§ **WHAT TO WORK ON**:
Show each line in the listing below that contains the word "gown".
--- BEGIN GIVEN INFORMATION ---
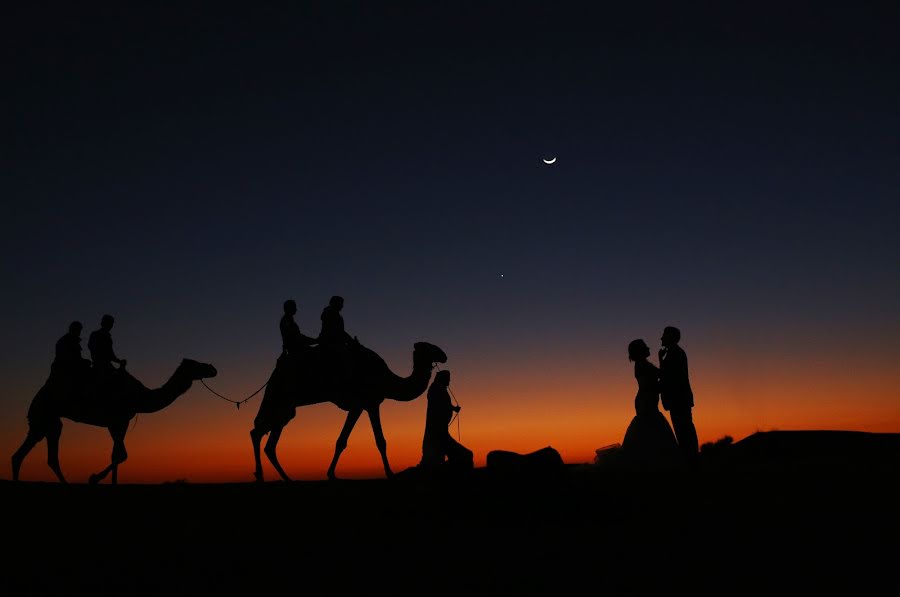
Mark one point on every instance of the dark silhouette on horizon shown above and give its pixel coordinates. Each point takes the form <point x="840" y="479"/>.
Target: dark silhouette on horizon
<point x="302" y="380"/>
<point x="88" y="396"/>
<point x="676" y="394"/>
<point x="440" y="451"/>
<point x="649" y="441"/>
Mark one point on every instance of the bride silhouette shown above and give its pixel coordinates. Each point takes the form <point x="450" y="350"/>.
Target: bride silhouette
<point x="649" y="440"/>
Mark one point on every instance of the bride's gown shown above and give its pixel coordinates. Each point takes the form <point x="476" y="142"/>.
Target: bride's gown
<point x="649" y="440"/>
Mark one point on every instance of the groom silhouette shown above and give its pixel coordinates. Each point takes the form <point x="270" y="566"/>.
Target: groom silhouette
<point x="676" y="395"/>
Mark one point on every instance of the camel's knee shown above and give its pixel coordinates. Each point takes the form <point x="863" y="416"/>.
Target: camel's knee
<point x="119" y="455"/>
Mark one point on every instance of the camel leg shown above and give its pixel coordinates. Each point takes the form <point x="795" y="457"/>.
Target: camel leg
<point x="53" y="433"/>
<point x="256" y="436"/>
<point x="375" y="418"/>
<point x="31" y="440"/>
<point x="341" y="445"/>
<point x="271" y="445"/>
<point x="119" y="455"/>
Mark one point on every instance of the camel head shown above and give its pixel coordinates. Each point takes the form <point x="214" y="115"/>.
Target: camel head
<point x="196" y="370"/>
<point x="425" y="354"/>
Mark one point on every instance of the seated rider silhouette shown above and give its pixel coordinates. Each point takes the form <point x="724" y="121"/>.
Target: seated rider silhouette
<point x="294" y="344"/>
<point x="293" y="341"/>
<point x="68" y="361"/>
<point x="336" y="342"/>
<point x="102" y="354"/>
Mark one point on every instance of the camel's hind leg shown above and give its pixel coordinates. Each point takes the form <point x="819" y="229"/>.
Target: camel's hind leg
<point x="256" y="435"/>
<point x="271" y="445"/>
<point x="341" y="445"/>
<point x="54" y="430"/>
<point x="31" y="440"/>
<point x="375" y="418"/>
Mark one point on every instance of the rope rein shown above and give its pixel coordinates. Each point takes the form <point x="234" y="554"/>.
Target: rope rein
<point x="235" y="402"/>
<point x="456" y="414"/>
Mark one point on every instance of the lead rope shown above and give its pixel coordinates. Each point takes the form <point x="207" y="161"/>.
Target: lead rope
<point x="456" y="414"/>
<point x="235" y="402"/>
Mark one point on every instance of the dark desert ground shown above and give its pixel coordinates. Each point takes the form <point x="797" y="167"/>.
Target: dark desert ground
<point x="783" y="512"/>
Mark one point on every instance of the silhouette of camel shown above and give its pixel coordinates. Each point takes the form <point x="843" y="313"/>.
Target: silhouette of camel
<point x="113" y="408"/>
<point x="308" y="380"/>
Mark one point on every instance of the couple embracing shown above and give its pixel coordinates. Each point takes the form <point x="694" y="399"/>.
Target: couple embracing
<point x="649" y="440"/>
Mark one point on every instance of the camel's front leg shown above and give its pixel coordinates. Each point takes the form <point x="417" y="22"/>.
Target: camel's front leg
<point x="31" y="440"/>
<point x="375" y="418"/>
<point x="119" y="455"/>
<point x="53" y="433"/>
<point x="341" y="445"/>
<point x="271" y="445"/>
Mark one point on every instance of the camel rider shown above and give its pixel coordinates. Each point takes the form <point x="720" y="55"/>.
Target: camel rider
<point x="100" y="345"/>
<point x="333" y="334"/>
<point x="68" y="360"/>
<point x="293" y="341"/>
<point x="336" y="341"/>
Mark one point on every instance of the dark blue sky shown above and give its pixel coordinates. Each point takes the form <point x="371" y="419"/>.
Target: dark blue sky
<point x="731" y="170"/>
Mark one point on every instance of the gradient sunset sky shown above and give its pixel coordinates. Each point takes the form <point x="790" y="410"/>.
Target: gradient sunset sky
<point x="734" y="172"/>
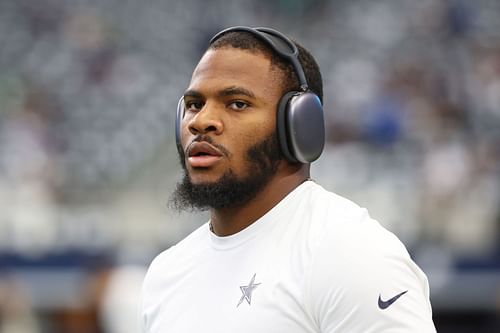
--- END GIVEN INFORMATION ---
§ **EXERCISE SOLUTION**:
Mark one point on every instance of the bride's gown shown above and give its pixel coordinates. Each point takes the form <point x="476" y="142"/>.
Target: bride's gown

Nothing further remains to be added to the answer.